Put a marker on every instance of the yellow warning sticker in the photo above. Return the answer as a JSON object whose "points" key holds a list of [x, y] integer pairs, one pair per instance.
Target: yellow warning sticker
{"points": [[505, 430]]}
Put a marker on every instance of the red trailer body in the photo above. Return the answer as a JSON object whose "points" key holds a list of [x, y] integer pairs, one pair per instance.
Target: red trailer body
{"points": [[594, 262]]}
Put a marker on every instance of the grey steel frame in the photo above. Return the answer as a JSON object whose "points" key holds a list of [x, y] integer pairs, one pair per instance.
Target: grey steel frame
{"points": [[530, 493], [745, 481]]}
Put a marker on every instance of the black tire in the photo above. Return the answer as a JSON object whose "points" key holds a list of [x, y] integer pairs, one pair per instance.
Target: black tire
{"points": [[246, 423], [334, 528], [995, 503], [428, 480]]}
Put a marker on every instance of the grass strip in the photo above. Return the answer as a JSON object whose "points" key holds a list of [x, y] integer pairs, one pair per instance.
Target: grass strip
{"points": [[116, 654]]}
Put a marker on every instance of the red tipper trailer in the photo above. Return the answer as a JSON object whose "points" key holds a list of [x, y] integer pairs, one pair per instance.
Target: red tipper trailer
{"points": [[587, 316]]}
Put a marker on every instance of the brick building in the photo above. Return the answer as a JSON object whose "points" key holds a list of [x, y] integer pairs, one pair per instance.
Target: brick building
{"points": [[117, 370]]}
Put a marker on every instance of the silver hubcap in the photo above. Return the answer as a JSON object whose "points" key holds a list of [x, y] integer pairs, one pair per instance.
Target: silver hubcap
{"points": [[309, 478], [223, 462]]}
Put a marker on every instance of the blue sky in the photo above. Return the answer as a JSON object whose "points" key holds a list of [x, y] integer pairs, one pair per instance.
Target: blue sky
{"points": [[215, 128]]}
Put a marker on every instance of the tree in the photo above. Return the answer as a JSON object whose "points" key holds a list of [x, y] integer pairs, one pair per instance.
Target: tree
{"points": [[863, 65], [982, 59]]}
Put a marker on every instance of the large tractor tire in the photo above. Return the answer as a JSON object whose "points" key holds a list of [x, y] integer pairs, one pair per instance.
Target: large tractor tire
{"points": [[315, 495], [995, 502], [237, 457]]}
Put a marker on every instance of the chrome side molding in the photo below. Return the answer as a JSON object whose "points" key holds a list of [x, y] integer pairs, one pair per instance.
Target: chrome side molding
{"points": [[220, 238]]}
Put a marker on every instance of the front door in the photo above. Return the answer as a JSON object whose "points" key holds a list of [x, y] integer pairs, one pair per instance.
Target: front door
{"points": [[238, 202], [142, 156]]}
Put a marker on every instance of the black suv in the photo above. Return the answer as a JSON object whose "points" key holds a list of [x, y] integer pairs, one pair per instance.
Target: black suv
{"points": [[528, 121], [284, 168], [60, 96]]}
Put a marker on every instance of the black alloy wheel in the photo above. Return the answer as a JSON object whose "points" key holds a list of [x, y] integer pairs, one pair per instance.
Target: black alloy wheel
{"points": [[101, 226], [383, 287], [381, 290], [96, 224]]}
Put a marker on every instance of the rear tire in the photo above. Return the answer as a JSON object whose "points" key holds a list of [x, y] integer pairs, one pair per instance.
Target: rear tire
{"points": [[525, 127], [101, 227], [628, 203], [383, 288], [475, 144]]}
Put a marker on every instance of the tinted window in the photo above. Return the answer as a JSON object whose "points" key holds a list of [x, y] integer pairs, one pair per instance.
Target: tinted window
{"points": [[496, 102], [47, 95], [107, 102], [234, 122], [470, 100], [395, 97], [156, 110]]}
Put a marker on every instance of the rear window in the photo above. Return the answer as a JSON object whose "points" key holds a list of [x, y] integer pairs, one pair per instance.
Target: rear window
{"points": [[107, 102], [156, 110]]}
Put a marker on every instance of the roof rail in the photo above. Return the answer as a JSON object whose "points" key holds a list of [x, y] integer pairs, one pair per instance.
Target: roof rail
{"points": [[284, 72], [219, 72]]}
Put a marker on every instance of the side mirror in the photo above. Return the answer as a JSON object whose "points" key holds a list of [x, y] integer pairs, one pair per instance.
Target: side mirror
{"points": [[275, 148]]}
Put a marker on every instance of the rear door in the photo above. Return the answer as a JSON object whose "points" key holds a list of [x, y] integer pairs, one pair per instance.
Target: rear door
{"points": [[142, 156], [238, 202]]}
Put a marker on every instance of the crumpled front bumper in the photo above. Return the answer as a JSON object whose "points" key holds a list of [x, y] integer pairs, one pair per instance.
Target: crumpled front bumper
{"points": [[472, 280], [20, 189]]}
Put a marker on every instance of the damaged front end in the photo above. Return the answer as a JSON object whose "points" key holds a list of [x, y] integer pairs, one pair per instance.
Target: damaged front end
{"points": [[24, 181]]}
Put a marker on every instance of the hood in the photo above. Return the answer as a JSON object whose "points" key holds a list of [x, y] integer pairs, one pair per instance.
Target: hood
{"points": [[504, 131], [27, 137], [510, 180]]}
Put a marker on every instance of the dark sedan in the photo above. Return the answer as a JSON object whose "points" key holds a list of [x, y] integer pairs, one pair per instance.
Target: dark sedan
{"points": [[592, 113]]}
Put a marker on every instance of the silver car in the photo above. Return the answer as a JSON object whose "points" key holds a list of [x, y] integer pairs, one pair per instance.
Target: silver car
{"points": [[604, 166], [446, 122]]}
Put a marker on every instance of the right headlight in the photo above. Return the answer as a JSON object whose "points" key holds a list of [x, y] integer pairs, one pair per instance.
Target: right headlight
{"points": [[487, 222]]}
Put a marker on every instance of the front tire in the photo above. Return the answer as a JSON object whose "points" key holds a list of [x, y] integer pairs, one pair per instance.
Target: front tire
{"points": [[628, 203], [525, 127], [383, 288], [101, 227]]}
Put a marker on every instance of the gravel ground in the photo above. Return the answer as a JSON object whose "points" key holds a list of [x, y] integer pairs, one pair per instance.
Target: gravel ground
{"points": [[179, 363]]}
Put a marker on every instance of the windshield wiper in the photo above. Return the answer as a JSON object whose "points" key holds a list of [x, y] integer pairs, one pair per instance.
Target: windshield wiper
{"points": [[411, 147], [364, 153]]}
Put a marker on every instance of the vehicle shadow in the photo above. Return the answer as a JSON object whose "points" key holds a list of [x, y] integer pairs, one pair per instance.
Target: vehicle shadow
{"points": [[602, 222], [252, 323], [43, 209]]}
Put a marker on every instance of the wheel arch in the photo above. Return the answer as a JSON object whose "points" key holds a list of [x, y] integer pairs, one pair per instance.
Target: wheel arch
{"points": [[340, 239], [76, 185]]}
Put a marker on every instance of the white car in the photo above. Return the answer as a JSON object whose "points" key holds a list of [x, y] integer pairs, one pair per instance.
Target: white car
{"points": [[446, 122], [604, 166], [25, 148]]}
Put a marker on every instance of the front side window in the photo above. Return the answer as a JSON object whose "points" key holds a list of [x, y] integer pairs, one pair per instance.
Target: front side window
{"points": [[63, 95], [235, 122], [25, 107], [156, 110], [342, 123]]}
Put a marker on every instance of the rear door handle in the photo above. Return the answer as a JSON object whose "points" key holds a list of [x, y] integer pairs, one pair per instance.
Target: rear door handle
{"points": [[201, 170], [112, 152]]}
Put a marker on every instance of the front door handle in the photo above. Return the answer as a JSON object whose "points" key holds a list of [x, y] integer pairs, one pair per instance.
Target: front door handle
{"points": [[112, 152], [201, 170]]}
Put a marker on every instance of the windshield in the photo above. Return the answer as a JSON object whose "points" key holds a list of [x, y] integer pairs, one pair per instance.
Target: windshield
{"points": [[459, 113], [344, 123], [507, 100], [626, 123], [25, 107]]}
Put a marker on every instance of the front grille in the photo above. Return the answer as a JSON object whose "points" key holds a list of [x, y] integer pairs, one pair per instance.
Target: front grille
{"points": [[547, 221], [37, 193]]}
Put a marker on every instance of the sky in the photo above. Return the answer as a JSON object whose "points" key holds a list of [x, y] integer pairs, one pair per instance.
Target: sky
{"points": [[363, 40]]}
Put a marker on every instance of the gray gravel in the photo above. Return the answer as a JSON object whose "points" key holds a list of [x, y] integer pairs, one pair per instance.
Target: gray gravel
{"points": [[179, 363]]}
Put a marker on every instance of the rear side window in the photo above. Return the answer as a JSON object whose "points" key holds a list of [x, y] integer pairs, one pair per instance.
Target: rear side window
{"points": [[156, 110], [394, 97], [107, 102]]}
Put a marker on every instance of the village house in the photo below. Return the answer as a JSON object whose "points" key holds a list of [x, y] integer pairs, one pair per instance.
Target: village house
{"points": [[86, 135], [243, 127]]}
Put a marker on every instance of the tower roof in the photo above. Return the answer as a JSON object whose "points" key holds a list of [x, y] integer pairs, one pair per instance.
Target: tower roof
########################################
▶ Work to complete
For the word "tower", go through the records and show each line that carries it.

▶ Expected answer
Put a marker on every instance of the tower roof in the photo above. Return the answer as a JSON object whose "points" key holds a list of [x, y] integer pairs, one pair per instance.
Target: tower roof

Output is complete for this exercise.